▶ To do
a) Reproduce verbatim the stretch of the post on why art matters from "Glacier painting collection" through "in rural Alabama.".
b) Name each of the hardships of the teaching year that the post on why art matters describes.
c) Carry the post on why art matters forward from its final sentence, in keeping with its voice.

▶ Extracted text
Why Art Matters

 

March 18, 2020

Glacier painting collection of deep turquoise abstract paintings.jpg

I started painting after a really difficult year that I spent teaching in a low-income high school in rural Alabama.

There were so many things that were difficult about that experience. I worked nearly 80-hour weeks. My school couldn’t afford a full set of books for all of the students that I had, so I spent so much time creating study guides and worksheets so they could have something to take home and study.

And also, I was teaching in a low-income school. It was the first time I had ever experienced poverty in such a real and personal way. And man, was that emotionally trying.

One of the first paintings I made after I stopped teaching is called Looking Up. It’s a beautiful painting that I absolutely love, and it’s by far one of my most popular paintings.

The thing is, it’s beautiful. But it’s also raw.

▶ Records provided
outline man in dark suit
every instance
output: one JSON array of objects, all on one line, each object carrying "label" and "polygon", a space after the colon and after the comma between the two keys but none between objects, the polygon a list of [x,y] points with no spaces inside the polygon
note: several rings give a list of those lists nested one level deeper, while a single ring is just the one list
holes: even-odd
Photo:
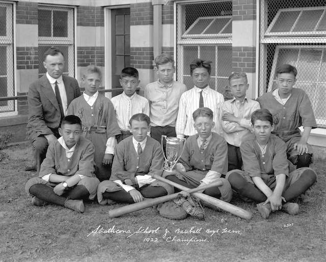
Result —
[{"label": "man in dark suit", "polygon": [[80,95],[77,80],[62,75],[65,60],[61,51],[54,47],[48,49],[44,53],[43,63],[46,74],[31,84],[28,96],[27,132],[38,174],[49,144],[60,137],[58,128],[67,114],[68,106]]}]

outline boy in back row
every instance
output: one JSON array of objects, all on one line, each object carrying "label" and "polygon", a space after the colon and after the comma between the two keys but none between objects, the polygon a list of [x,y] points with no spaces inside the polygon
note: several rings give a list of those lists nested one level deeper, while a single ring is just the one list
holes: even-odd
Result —
[{"label": "boy in back row", "polygon": [[254,112],[251,122],[255,135],[240,146],[244,171],[230,171],[227,178],[241,197],[259,203],[264,218],[281,210],[296,215],[298,205],[288,201],[305,193],[316,181],[316,173],[308,167],[289,173],[286,144],[271,134],[273,118],[268,110]]}]

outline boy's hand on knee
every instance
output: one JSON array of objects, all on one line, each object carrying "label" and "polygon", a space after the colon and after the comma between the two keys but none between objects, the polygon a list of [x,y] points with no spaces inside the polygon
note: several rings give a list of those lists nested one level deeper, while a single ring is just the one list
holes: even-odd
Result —
[{"label": "boy's hand on knee", "polygon": [[306,142],[301,140],[297,143],[294,143],[294,149],[296,149],[299,155],[303,155],[304,153],[308,153],[308,144]]},{"label": "boy's hand on knee", "polygon": [[53,189],[53,191],[58,195],[62,195],[65,191],[65,188],[63,186],[63,183],[61,183],[57,185]]},{"label": "boy's hand on knee", "polygon": [[104,154],[102,161],[103,165],[110,165],[112,163],[113,160],[113,155],[112,154]]},{"label": "boy's hand on knee", "polygon": [[143,195],[142,195],[141,193],[135,189],[131,189],[129,191],[129,193],[131,196],[131,197],[132,197],[133,201],[135,203],[137,203],[138,202],[141,202],[142,201],[143,201],[143,200],[144,200],[144,197],[143,196]]}]

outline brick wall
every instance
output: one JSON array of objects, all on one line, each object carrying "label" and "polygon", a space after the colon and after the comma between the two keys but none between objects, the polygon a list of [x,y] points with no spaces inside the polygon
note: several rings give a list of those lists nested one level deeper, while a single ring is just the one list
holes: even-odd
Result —
[{"label": "brick wall", "polygon": [[233,0],[232,19],[255,20],[256,0]]},{"label": "brick wall", "polygon": [[130,5],[130,25],[153,24],[152,2]]},{"label": "brick wall", "polygon": [[173,2],[162,6],[162,23],[173,24]]},{"label": "brick wall", "polygon": [[130,47],[130,66],[153,69],[153,47]]},{"label": "brick wall", "polygon": [[16,48],[17,69],[37,69],[39,68],[38,50],[36,47]]},{"label": "brick wall", "polygon": [[18,2],[16,6],[16,22],[20,24],[37,24],[37,3]]},{"label": "brick wall", "polygon": [[77,47],[77,66],[87,67],[90,64],[104,66],[104,46]]},{"label": "brick wall", "polygon": [[232,69],[236,71],[254,73],[256,71],[256,47],[233,47]]}]

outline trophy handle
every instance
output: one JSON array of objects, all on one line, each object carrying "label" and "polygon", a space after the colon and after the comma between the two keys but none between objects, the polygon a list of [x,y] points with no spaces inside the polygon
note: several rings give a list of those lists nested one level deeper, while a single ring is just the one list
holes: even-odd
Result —
[{"label": "trophy handle", "polygon": [[163,153],[163,156],[164,157],[164,159],[167,163],[168,163],[168,159],[167,159],[167,157],[165,156],[165,152],[164,152],[164,148],[163,148],[163,138],[165,138],[166,141],[167,140],[167,136],[162,135],[161,135],[161,147],[162,148],[162,152]]},{"label": "trophy handle", "polygon": [[[182,150],[181,151],[181,153],[180,154],[179,157],[178,157],[178,158],[177,158],[177,159],[175,161],[175,162],[174,163],[174,164],[173,164],[173,165],[172,165],[172,166],[171,167],[171,170],[173,169],[173,167],[174,167],[174,166],[176,165],[176,164],[177,163],[178,163],[178,161],[179,161],[179,159],[180,159],[180,158],[181,157],[181,156],[182,155],[182,153],[183,153],[183,150],[184,150],[184,147],[185,146],[185,140],[186,139],[185,138],[180,138],[181,140],[183,140],[183,147],[182,148]],[[163,146],[162,146],[162,147]],[[168,162],[168,160],[167,160],[167,159],[166,158],[166,160],[167,160],[167,162]]]}]

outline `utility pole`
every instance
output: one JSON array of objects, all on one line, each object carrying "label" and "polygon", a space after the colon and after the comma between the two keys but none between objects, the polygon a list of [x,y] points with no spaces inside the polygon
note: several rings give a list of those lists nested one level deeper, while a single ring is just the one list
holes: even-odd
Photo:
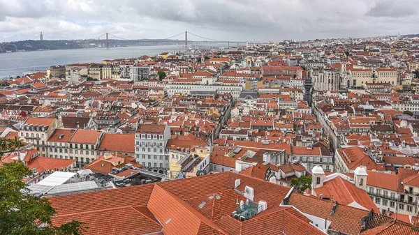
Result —
[{"label": "utility pole", "polygon": [[185,31],[185,47],[188,47],[188,31]]},{"label": "utility pole", "polygon": [[109,49],[109,33],[106,33],[106,49]]}]

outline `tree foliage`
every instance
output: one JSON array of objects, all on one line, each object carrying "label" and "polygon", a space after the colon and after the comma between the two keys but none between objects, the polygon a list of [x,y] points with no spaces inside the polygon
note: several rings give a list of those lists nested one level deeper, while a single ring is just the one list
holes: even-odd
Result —
[{"label": "tree foliage", "polygon": [[[22,146],[17,138],[1,138],[0,156]],[[82,234],[85,231],[82,223],[73,220],[53,226],[51,218],[56,211],[49,201],[22,193],[27,191],[22,179],[31,174],[31,170],[20,162],[0,165],[0,234]]]},{"label": "tree foliage", "polygon": [[406,110],[406,111],[404,111],[403,112],[403,114],[407,114],[407,115],[411,116],[413,116],[413,112],[411,112],[411,111]]},{"label": "tree foliage", "polygon": [[159,76],[159,79],[160,81],[163,80],[166,77],[166,72],[164,72],[164,71],[157,72],[157,75]]},{"label": "tree foliage", "polygon": [[311,189],[311,177],[301,176],[297,179],[291,180],[291,187],[294,187],[294,190],[297,192],[304,192],[306,189]]},{"label": "tree foliage", "polygon": [[419,78],[419,70],[416,70],[415,72],[413,72],[413,73],[416,76],[416,78]]}]

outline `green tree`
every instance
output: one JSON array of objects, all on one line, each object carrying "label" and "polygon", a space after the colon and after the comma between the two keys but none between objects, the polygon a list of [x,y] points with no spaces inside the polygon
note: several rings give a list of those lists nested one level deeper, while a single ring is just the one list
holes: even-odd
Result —
[{"label": "green tree", "polygon": [[411,111],[406,110],[403,112],[403,114],[413,116],[413,113]]},{"label": "green tree", "polygon": [[[23,146],[13,139],[0,139],[0,156]],[[46,198],[22,193],[26,183],[22,179],[32,172],[20,162],[0,166],[0,234],[79,235],[85,230],[82,223],[73,220],[60,227],[52,225],[55,209]]]},{"label": "green tree", "polygon": [[157,72],[157,75],[159,76],[159,79],[160,81],[163,80],[166,77],[166,72],[164,72],[164,71]]},{"label": "green tree", "polygon": [[311,177],[301,176],[291,180],[291,187],[297,192],[304,192],[306,189],[311,189]]}]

▶ Per-task outputs
a)
Glacier painting collection of deep turquoise abstract paintings.jpg

I started painting after a really difficult year that I spent teaching in a low-income high school in rural Alabama.

b)
- Working nearly 80-hour weeks
- The school could not afford a full set of books for all the students, so much time went into creating study guides and worksheets for them to take home and study
- Experiencing poverty in a real and personal way for the first time, which was emotionally trying

c)
Looking Up.JPG

The inspiration for Looking Up is the idea of a forest after a really dark and stormy rain. You’re coming out of this really intense and stormy situation, and as the clouds begin to clear, you start to see the sun shining through the trees. The whole idea behind the painting is "sunshine after the rain.”

At the time, the painting was clearly a metaphor for my difficult year of teaching, and the beauty of coming out on the other side of that difficult experience. Of course, this message is very relevant today, too.

Ever since I made that painting, it has influenced how I see my work. My paintings are about life. And while life is certainly beautiful, life is also hard. So I try to capture both ideas in my paintings because that’s true to me.

And in fact, beauty often comes from hard things. A lot of my work is also about seasons and finding beauty in times of great change. It’s about letting go of one thing so you can make room for something new. It’s about beauty carved out of mess, and beauty carved out of hardship.

Put another way, my work speaks to the importance of peaks and valleys in life. Going through a valley makes you so much more aware and grateful for the peaks. If everything were sunshine and rainbows all of the time—if life were flat—it would be so much harder to be grateful for the really wonderful moments.

Speaking of peaks and valleys, we are in a valley right now. I think we can all agree about that.

But do you know what’s great about valleys? None of them last forever. Our peak is coming. We just have to be patient for it.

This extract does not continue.